Professora Sonia Seo-young Chae juntou-se ao Asia Society Korea Center para a série “Journey into Hangeul”. Uma série que explora a natureza complexa da língua coreana, e a sua relação com a sociedade. A Professora Chae, especialista líder em Linguística, que ensinou na universidade de Ehwa, Hanyang, Sungkyunkwan, e Sogang, fornece uma visão e uma perspectiva aguçada sobre este tópico. Ela responde a questões relativas à intrincada relação que a língua coreana desempenha na estrutura social, relações interpessoais e processo de pensamento. Ela é capaz de responder habilmente a estas questões usando narrativa criativa, e aproveitando o seu conhecimento histórico e profissional da língua.
1. O coreano é uma língua com vários níveis de delicadeza. Como estes níveis evoluíram historicamente?
Exemplos elementares do complexo sistema de níveis de fala na língua coreana podem ser traçados desde o início da Dinastia Silla, que começou em 57BC durante o Período dos Três Reinos da Coreia. Os primeiros exemplos deste sistema apareceram em poemas de hyangga. Estes poemas, escritos no sistema Idu de escrita chinesa abreviada, continham caracteres tais como 賜, 白, e 音 que exprimiam discurso deferencial (Park 1989, p. 95-96). A documentação coreana mais antiga de níveis de fala foi durante o século XV, quando o rei Sejong e os seus estudiosos criaram o Hangul, o sistema de escrita coreano. Os coreanos tinham sempre falado coreano, mas até essa altura tinham usado caracteres chineses para escrever até à invenção do Hangul, em 1443. Nessa altura, os níveis de fala já existiam na sua forma plena.

**TAREFAS A FAZER**
1. Responda com base no texto:
(a) Em que universidades ensinou a Professora Chae?
(b) Em que ano foi inventado o Hangul?
(c) Em que poemas apareceram os primeiros exemplos do sistema de níveis de fala?
2. Atualize o texto em tudo o que vai desde "Professora Sonia Seo-young" até "níveis evoluíram historicamente?", pondo "coleção" no lugar de "série".
Não é preciso usar os dados.

**DADOS FORNECIDOS**
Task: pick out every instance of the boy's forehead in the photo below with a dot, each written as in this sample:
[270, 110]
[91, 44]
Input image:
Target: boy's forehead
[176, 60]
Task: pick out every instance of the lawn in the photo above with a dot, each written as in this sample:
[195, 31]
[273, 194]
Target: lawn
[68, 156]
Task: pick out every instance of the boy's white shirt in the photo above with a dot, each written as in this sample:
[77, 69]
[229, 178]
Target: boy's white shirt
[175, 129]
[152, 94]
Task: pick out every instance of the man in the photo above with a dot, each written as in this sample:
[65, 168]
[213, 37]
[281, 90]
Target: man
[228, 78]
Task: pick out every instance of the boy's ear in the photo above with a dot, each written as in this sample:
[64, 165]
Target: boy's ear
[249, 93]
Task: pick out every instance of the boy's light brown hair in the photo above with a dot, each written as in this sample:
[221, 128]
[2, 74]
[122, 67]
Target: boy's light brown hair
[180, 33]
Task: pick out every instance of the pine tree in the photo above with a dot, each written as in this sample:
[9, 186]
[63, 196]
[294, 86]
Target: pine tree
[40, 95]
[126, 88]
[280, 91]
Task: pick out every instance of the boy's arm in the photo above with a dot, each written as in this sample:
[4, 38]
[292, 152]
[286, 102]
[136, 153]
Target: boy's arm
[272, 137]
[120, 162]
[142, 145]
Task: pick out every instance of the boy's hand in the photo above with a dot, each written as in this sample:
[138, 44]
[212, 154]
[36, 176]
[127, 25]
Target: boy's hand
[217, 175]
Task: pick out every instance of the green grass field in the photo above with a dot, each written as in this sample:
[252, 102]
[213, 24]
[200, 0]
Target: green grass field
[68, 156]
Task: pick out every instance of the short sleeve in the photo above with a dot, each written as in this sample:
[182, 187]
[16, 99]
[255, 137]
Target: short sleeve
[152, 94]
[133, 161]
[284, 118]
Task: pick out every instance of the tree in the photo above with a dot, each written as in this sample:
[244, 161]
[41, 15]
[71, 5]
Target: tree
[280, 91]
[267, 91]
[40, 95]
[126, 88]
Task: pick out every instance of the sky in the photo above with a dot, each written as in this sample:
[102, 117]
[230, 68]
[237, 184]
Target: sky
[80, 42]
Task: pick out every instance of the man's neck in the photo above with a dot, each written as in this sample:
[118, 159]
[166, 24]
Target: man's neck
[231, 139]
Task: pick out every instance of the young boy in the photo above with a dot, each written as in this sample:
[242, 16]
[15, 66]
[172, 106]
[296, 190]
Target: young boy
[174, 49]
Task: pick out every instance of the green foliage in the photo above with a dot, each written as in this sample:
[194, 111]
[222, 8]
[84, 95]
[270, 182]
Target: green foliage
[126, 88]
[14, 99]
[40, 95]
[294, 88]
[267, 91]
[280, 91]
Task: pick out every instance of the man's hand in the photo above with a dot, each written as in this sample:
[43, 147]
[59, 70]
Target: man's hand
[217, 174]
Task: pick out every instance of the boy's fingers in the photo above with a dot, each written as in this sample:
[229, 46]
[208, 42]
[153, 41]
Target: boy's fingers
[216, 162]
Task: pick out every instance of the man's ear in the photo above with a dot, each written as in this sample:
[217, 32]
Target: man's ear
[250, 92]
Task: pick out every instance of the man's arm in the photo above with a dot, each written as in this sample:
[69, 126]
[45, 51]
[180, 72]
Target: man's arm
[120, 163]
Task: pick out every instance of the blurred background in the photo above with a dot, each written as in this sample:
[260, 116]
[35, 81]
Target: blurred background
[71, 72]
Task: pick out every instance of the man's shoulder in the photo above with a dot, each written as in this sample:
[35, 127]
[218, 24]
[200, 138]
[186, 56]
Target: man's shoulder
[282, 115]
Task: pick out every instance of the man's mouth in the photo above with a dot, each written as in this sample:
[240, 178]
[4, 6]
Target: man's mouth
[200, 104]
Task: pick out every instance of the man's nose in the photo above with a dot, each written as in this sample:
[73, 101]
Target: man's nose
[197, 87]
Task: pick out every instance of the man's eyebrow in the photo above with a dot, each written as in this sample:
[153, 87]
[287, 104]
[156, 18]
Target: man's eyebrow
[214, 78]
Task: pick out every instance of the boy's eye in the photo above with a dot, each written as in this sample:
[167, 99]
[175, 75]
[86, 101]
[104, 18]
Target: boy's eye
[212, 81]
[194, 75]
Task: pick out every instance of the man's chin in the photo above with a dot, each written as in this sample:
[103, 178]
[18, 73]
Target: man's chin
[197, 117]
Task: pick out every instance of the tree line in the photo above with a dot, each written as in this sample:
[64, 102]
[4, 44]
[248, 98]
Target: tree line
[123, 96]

**RESOLUÇÃO DAS TAREFAS**
1.
(a) Em Ehwa, Hanyang, Sungkyunkwan e Sogang.
(b) Em 1443.
(c) Em poemas de hyangga.

2.
Professora Sonia Seo-young Chae juntou-se ao Asia Society Korea Center para a coleção “Journey into Hangeul”. Uma coleção que explora a natureza complexa da língua coreana, e a sua relação com a sociedade. A Professora Chae, especialista líder em Linguística, que ensinou na universidade de Ehwa, Hanyang, Sungkyunkwan, e Sogang, fornece uma visão e uma perspectiva aguçada sobre este tópico. Ela responde a questões relativas à intrincada relação que a língua coreana desempenha na estrutura social, relações interpessoais e processo de pensamento. Ela é capaz de responder habilmente a estas questões usando narrativa criativa, e aproveitando o seu conhecimento histórico e profissional da língua.
1. O coreano é uma língua com vários níveis de delicadeza. Como estes níveis evoluíram historicamente?